EXTRACT TO READ:
Top Tips for Planning Your Families Ski and Ride Season in Vermont

So we know this year will be different, but the All Mountain Mamas are going to be here to help you navigate and have a successful season on the slopes. It won’t happen without a little vigilance on your part, but we’ll help by compiling resources throughout the season. I’ve compiled some important initial ones to help you keep up with changing regulations and news about what’s happening in Vermont. I also want to offer my top tips to get your planning underway and your family prepared for winter.

Sarah’s Tips for Pre-Season Planning

  1. Sign up for your favorite resorts’ newsletters, and read them. They will be working hard to communicate changes to their guests, and the newsletter will be chock full of information on passes, tickets, lodging and operational plans from now through the beginning of the season. During the season, it will be a great resource for information on any operational changes they might have to make on the fly. Following them on social media is a good alternative, as well.
  2. Purchase a season pass, and/or book lodging early to ensure your family will have some time on the mountain this year. If capacity restrictions are in place these are ways help you ensure time on the mountain. Also lodging cancellation policies ought to be a little more lax this year, in case you need to cancel.
  3. Take advantage of flexible schedules. Everyone knows that midweek and non-holiday weekends are a dream on the mountain, so take advantage of the fact that both school and work have gone remote to some degree. It’s another way to address the capacity issues resorts might face, and a great way to get out of the house and outdoors this winter.
  4. Invest in good gear. Keep your family warm on the slopes this season with proper layers and warm outwear and accessories. If indoor time in the baselodge is restricted, you’ll be spending more time on the slopes, which is a good thing, as long as your prepared! A good hydration pack that can hold handwarmers and snacks is going to be a must this year (and a great holiday gift idea!)

Important Resources:

Ski Vermont – Head here for links to every resort in Vermont and information on season pass sales and signing up for newsletters. Ski Vermont is also regularly compiling information on COVID-19 updates, open dates and activities, programs, and much more.

Vermont Department of Tourism and Marketing – A great resources for information about traveling, lodging and activities across the state.

Vermont Health Department – Head here for updated information on travel restrictions, mask and gathering mandates, and information on the virus containment in the state.

DIRECTIONS:
Answer these from the ski season tips above:
(a) Which days does the text call a dream on the mountain?
(b) What items can a good hydration pack hold?
(c) Which resource has updated information on mask and gathering mandates?

INFORMATION PROVIDED:
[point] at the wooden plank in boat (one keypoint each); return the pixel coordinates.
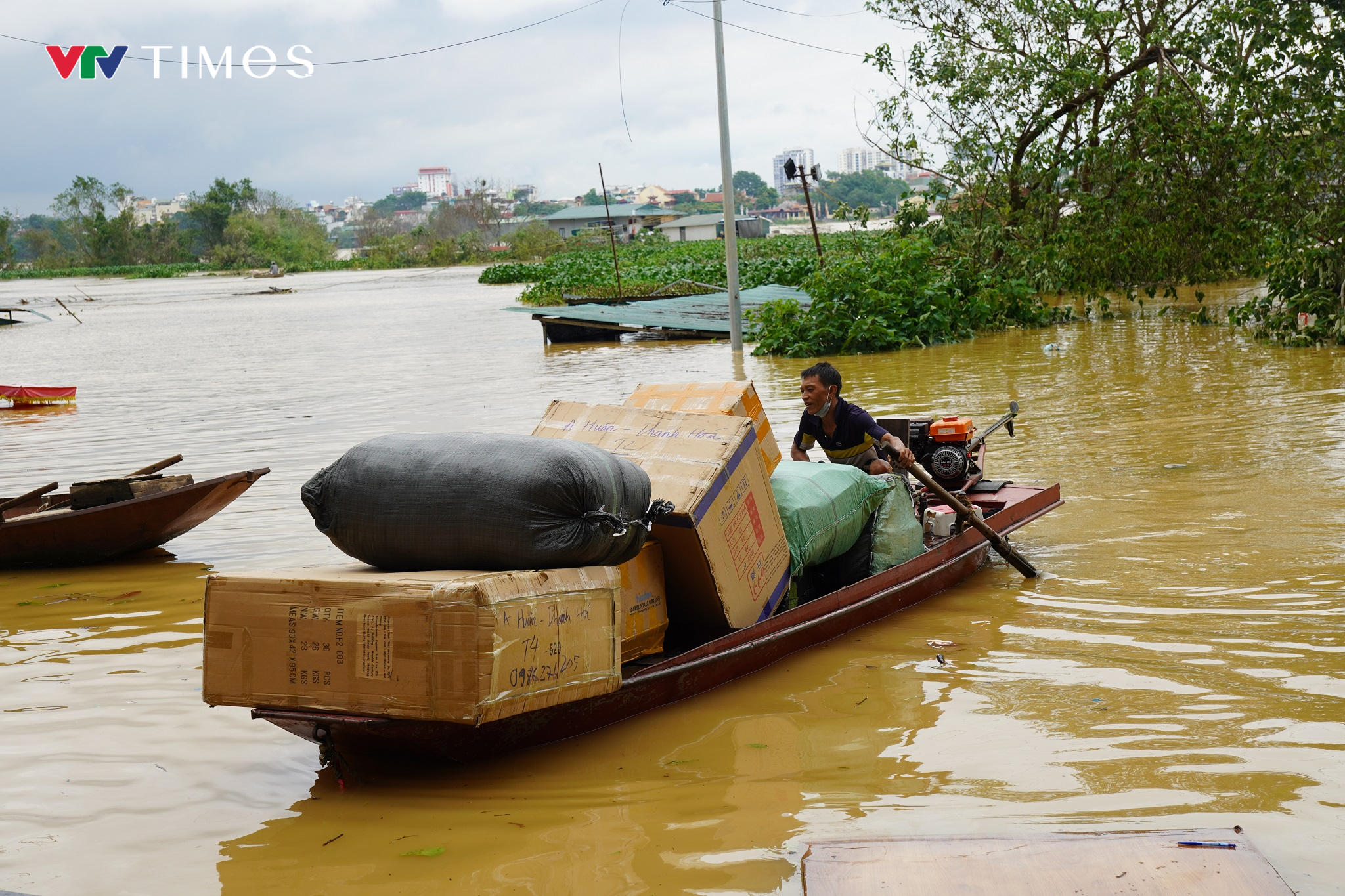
(1147, 863)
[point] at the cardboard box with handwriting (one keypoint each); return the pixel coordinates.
(445, 645)
(725, 561)
(643, 603)
(736, 398)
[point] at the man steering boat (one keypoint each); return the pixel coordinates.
(845, 431)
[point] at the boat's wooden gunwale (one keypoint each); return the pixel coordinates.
(92, 535)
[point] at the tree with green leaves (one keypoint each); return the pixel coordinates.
(7, 222)
(209, 213)
(99, 218)
(1118, 142)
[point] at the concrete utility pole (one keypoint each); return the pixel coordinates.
(731, 219)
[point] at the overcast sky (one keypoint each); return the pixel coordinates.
(540, 106)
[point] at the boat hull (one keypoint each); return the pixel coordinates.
(77, 538)
(684, 676)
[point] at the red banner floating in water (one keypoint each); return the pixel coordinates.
(38, 394)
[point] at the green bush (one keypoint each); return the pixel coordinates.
(646, 267)
(284, 236)
(108, 270)
(900, 292)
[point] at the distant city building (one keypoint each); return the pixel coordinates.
(857, 159)
(627, 219)
(802, 158)
(435, 182)
(151, 211)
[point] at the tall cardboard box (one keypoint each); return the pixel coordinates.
(452, 645)
(643, 603)
(738, 398)
(725, 559)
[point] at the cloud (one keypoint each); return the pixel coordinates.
(540, 105)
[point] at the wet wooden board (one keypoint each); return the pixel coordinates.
(1147, 864)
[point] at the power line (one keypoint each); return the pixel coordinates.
(397, 55)
(813, 46)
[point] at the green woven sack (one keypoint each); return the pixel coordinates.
(824, 508)
(898, 535)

PROBLEM SOLUTION:
(a) Midweek and non-holiday weekends.
(b) Handwarmers and snacks.
(c) The Vermont Health Department.